Dataset:
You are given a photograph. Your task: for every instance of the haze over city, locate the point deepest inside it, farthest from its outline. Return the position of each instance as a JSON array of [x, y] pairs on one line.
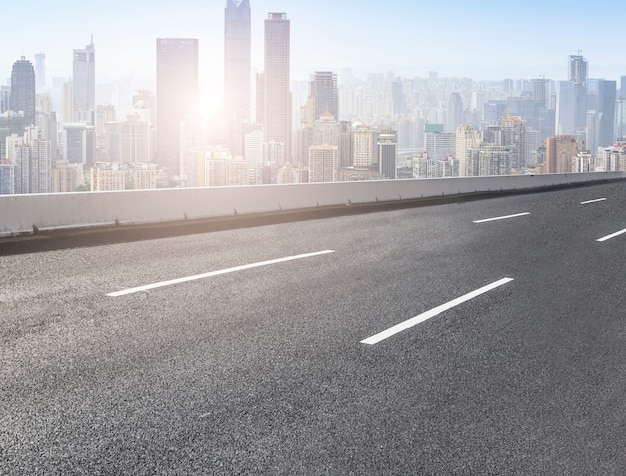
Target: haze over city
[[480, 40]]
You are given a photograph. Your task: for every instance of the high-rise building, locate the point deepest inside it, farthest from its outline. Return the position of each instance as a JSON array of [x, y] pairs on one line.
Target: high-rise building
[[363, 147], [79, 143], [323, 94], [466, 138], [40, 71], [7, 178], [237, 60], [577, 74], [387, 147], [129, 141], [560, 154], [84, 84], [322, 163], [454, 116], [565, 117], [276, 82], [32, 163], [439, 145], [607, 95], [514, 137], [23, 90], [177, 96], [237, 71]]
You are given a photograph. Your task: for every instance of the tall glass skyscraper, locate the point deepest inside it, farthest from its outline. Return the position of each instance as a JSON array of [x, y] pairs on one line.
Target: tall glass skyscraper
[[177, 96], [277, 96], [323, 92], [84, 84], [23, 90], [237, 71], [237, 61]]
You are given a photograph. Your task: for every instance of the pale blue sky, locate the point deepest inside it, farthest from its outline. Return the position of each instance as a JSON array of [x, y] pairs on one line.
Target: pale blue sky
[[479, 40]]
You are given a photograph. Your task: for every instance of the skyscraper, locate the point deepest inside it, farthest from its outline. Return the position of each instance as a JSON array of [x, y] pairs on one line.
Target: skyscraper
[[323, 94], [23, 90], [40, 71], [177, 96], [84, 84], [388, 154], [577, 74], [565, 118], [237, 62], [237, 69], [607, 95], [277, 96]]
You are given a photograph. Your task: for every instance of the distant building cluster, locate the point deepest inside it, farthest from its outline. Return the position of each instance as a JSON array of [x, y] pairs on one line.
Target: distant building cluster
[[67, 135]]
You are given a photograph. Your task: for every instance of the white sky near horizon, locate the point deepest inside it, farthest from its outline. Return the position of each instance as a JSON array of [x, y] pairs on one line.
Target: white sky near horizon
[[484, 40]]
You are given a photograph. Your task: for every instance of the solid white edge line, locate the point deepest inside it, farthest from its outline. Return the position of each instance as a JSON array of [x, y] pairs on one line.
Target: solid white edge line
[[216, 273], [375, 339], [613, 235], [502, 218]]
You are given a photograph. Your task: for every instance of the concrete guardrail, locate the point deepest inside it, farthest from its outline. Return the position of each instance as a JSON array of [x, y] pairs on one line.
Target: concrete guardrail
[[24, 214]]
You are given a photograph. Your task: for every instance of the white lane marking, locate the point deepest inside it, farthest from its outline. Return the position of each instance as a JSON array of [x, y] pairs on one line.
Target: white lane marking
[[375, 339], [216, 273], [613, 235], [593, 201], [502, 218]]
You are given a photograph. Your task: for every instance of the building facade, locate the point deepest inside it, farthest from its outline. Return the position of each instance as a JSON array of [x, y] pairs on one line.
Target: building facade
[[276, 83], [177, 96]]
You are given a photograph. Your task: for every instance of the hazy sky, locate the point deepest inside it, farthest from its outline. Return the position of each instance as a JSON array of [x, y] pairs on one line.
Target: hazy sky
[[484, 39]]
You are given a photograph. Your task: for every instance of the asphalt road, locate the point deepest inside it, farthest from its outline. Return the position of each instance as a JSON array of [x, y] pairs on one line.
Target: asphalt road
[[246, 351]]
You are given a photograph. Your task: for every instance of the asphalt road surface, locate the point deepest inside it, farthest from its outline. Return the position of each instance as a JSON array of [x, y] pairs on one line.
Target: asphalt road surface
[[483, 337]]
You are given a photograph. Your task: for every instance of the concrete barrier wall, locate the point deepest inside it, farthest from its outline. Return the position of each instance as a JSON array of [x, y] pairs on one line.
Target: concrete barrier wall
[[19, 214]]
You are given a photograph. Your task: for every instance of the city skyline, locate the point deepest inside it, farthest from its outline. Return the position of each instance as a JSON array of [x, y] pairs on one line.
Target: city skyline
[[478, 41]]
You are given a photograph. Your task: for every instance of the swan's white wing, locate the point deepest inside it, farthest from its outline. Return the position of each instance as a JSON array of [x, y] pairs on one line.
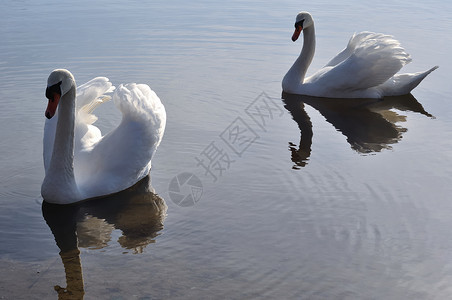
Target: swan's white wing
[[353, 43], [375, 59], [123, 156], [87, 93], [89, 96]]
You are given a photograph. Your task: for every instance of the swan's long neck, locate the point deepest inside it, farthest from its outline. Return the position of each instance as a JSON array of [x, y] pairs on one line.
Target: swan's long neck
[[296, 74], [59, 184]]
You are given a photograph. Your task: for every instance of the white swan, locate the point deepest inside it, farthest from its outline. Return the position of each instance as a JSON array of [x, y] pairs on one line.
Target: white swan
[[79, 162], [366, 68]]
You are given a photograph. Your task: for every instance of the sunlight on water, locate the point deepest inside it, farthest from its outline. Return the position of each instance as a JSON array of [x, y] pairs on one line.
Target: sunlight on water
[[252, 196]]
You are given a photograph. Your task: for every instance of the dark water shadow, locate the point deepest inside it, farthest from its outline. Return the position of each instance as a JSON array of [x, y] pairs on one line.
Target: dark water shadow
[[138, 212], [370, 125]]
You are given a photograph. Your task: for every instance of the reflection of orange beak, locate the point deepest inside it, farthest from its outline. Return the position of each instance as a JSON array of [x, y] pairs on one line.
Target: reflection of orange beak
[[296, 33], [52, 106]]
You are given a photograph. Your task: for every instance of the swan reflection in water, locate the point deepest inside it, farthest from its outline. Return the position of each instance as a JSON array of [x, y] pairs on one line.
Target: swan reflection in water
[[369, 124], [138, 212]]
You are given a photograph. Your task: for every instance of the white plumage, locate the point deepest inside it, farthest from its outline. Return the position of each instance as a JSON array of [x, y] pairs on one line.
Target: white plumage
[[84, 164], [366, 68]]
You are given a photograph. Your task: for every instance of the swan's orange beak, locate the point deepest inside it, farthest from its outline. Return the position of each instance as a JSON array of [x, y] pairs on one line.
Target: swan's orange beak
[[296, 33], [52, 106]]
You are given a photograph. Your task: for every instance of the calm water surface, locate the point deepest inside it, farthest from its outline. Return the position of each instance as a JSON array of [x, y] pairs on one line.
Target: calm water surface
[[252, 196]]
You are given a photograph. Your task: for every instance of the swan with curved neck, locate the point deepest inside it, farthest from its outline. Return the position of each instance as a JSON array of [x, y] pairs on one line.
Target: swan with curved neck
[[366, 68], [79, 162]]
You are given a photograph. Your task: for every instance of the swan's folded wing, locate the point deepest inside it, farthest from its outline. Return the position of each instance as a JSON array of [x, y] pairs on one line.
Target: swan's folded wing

Problem to work on:
What is needed is an exact transcription of every entry, minus the pictures.

Answer area:
You are given a photograph. Your task: for every instance of the haze over city, locate the point deepest inside it, farthest from its outline. Return the position of each instance as a JSON array of [x, y] pairs on one line.
Target: haze over city
[[480, 40]]
You are given a photograph. Your task: for every instance of the high-rise building, locate the point deepest inside it, farthest from its outline. Return the position of each instance as a JSON array of [x, y] pairs on one line.
Target: high-rise building
[[363, 147], [79, 143], [323, 94], [466, 138], [40, 71], [7, 178], [237, 60], [577, 74], [387, 147], [129, 141], [560, 154], [84, 84], [322, 163], [454, 116], [565, 117], [276, 82], [32, 163], [439, 145], [607, 95], [514, 137], [23, 90], [177, 96], [237, 71]]
You are given a photograph. Your task: for every instance of the tall glass skyscraper, locate the point deepest inside it, farthest from its outline. Return the position of each instance as a JSON array of [x, y] pairs on one line.
Target: tall glass skyscraper
[[177, 96], [277, 96], [323, 92], [84, 84], [23, 90], [237, 71], [237, 61]]
You are given a photograph. Your task: for every instance of the pale blue sky, locate the point deepest inside it, farthest from its outline. Return the position of each instance as a JSON array of [x, y] pairs on one line.
Target: pale blue sky
[[479, 40]]
You are given a photograph. Your task: for every instance of the skyscraper, locate the point deepest inside it, farthest from its outline. Return the position of each instance as a JSON array of [x, y] pairs on one line.
Target: skyscraper
[[323, 94], [23, 90], [40, 71], [177, 96], [84, 84], [388, 154], [577, 74], [565, 118], [237, 62], [237, 69], [607, 95], [277, 96]]
You are given a photograph. Your task: for every instance of the distant building cluster, locate the point deepest inside it, farthest from its outline. Return the position of each instance as a JSON array of [x, y] pairs on one line.
Target: distant building cluster
[[67, 135]]
You are given a photograph. Your task: for every instance of the white sky near horizon, locate the point deepest inside it, farthest from its outline. Return the position of each instance as a JSON array of [x, y] pairs on one line.
Target: white sky near horizon
[[484, 40]]
You are given a photograph. Your task: for every instance of the solid white edge line, locate the point deepest inside it, farthest from its outline. Return the position of each instance as a JSON array of [x, y] pairs on one line.
Target: solid white edge line
[[216, 273], [375, 339], [613, 235], [502, 218]]
You are given a photograph. Your task: for every instance of the concrete guardrail, locate the point deepest inside it, farthest from its outline. Return the position of each instance as a JSON array of [x, y] pairs on one line.
Target: concrete guardrail
[[24, 214]]
You are given a photograph. Your task: for every instance of the white lane marking, locate the point deepest inside it, farthest from its outline. Return the position of each instance as a JSON array of [x, y] pairs on one line.
Target: white lane marking
[[375, 339], [216, 273], [613, 235], [593, 201], [502, 218]]
You are given a photograph. Your task: for every instance of the building facade, locate the point deepest inside it, farthest from its outline. Return the position of each instance as a JSON array of [x, y] pairs on one line.
Target: building facade
[[276, 83], [177, 96]]
You are given a photograph. Your task: for every instance of the hazy sky, locate the point deepest inside it, farthest from its outline. Return the position of each instance as a JSON array of [x, y] pairs on one line.
Target: hazy sky
[[484, 39]]
You are given a photograph. Your task: for every instance of the asphalt road, locate the point deepest inside it, farthest from its outline. Return the position of each instance as a JSON array of [x, y] pairs on one line.
Target: asphalt road
[[246, 351]]
You are given a photograph. Your task: for every instance of the asphalt road surface, locate the point deepest inside it, farthest from its outline. Return the position of each instance as a JSON array of [x, y] pairs on one line.
Target: asphalt road surface
[[483, 337]]
You are given a photograph. Your task: for every instance of the concrete barrier wall, locate the point deepest inside it, farthest from its outline. Return the position of each instance as a JSON array of [x, y] pairs on one line.
Target: concrete barrier wall
[[19, 214]]
You are given a photograph. Your task: for every instance of the city skyline, locate the point deepest inside it, farthest from its outline. Return the position of each instance as a JSON array of [x, y] pairs on one line.
Target: city skyline
[[478, 41]]
You are given a photograph. Your task: for every instance of the swan's white wing, locate the point deepest inside it, farthest from its outline. Return the position of each instance as a JSON array of [x, y] pairs on one line.
Target: swan's white wing
[[353, 43], [375, 59], [123, 156], [87, 93], [89, 96]]
You are given a photograph. Your task: for every instance of the swan's long neck, locate the point deepest inside it, farthest from its outline. Return the position of each instance as a JSON array of [x, y] pairs on one line.
Target: swan's long neck
[[296, 74], [59, 184]]
You are given a photograph. Your task: for every instance of the white swan, locate the point deepest inside it, farthest from its outline. Return the position of each instance as a JSON array of [x, y] pairs on one line.
Target: white swan
[[79, 162], [366, 68]]
You are given a photograph. Your task: for every instance of the sunlight on water, locate the point deepest inside it, farthest from its outline. Return the position of each instance as a JSON array of [x, y] pairs on one line.
Target: sunlight on water
[[252, 196]]
You are given a photograph. Your task: for every instance of the dark water shadow, locate the point deepest inside it, farthest from its outline. Return the position of each instance as a JSON array of [x, y] pairs on one line.
Target: dark water shadow
[[138, 212], [370, 125]]
You are given a photograph. Your task: for every instance of the reflection of orange beak, locate the point deepest inside it, farthest from its outline. Return the position of each instance as a JSON array of [x, y] pairs on one line.
Target: reflection of orange beak
[[296, 33], [52, 106]]
You are given a photograph. Your task: for every instance of the swan reflection in water, locate the point deepest inside it, farthest from its outline. Return the position of each instance as a JSON array of [x, y] pairs on one line.
Target: swan reflection in water
[[369, 124], [138, 212]]
You are given a photograph. Your task: for every instance of the white plumage, locate the point deepest inside it, farthest from its outline. Return the position of each instance as a JSON array of [x, y] pairs on one line.
Target: white plumage
[[84, 164], [366, 68]]
You are given a photograph. Your task: for every instance of the swan's orange beak, locate the point deepest inside it, farthest from its outline. Return the position of each instance as a JSON array of [x, y] pairs on one line.
Target: swan's orange beak
[[296, 33], [52, 106]]
You are given a photograph. Your task: for every instance of the calm water surface, locate the point deepest inside it, farthest from its outline. Return the position of each instance as a JSON array of [x, y] pairs on one line.
Target: calm water surface
[[252, 196]]
You are given a photograph. Your task: for every instance of the swan with curved neck, locate the point deepest inside it, farthest from its outline. Return the position of each instance as a JSON array of [x, y] pairs on one line.
Target: swan with curved neck
[[366, 68], [79, 162]]
You are given a photograph. Your task: for every instance of the swan's folded wing, locate the point deepest inside it, farthest from its outline. Return the position of each instance as a JSON array of [x, y] pairs on one line.
Target: swan's folded wing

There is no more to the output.